Your instructions: Reproduce all of the data exactly, with no line skipped.

Task material:

· · ·

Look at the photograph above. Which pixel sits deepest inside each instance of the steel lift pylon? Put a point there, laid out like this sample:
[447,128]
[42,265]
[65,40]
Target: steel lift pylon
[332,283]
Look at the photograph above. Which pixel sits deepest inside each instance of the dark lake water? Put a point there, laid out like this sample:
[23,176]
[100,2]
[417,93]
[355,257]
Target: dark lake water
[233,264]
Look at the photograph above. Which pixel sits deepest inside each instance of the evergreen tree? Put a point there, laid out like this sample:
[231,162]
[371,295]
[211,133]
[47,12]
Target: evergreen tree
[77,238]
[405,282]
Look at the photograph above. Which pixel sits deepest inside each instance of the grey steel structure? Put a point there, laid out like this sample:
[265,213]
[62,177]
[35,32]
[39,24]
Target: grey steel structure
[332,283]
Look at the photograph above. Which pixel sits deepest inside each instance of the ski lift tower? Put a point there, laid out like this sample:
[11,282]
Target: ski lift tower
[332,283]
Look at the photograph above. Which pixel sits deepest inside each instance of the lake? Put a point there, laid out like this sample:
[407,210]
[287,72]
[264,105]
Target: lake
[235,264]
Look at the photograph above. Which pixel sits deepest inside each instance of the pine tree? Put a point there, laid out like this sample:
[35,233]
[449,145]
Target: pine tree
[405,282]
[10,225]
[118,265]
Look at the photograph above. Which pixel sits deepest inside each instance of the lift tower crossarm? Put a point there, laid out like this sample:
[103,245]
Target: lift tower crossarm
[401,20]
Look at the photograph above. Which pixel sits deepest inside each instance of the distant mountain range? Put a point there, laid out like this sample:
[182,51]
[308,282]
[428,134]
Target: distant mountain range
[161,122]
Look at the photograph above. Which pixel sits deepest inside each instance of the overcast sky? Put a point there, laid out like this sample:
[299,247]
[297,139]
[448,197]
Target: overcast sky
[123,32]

· · ·

Reply to the task:
Look at the photograph above. Which pixel sits deepest inside each instance of the steel lift pylon? Put a point there, laid out like this sample:
[447,128]
[42,265]
[65,40]
Target: steel lift pylon
[332,283]
Look at the photograph above. Which pixel sits deepest inside each instance of the dark lake water? Put a point there, laid out like this sample:
[23,176]
[100,2]
[417,93]
[355,257]
Target: dark lake water
[233,264]
Look at the photograph above. Which pixel sits deepest inside each instance of the evergreen tree? Put a point there, laid out like this sample:
[231,162]
[371,295]
[211,133]
[47,12]
Target: evergreen tree
[77,238]
[405,282]
Look at the photograph above. Which pixel sits deepest inside each instance of the grey steel structure? Put a point there, laid out like this sample:
[265,213]
[62,177]
[35,32]
[39,24]
Target: grey steel structure
[332,283]
Look at the photograph above. Which pixel sits deepest inside each instance of the ski lift tower? Put a point there, laid out like this sample:
[11,282]
Target: ski lift tower
[332,283]
Look at the photograph above. Which pixel sits deepest inside each instance of the lake? Put a point there, laid out like this sample:
[407,210]
[287,72]
[264,105]
Target: lake
[235,264]
Look at the photograph above. Which pixel sits deepest inside each instance of the pine tree? Put a point there, laid out like this sample:
[35,233]
[449,145]
Target: pine tree
[405,282]
[10,225]
[118,265]
Look at the photograph above. Which pixel sits deepest inside each instance of the lift tower crossarm? Put a point there, laid out like this sample:
[103,245]
Target: lift tower crossarm
[401,20]
Look at the photograph above. Which pixel sits deepest inside each instance of the distant mountain range? Put a point there, laid out like this sample:
[182,51]
[308,282]
[428,134]
Target: distant mountain range
[161,122]
Look at the photograph above. Which pixel sits deepest inside each instance of the overcast sky? Put a point there, laid out like this sample:
[299,247]
[297,139]
[448,197]
Target: overcast sky
[123,32]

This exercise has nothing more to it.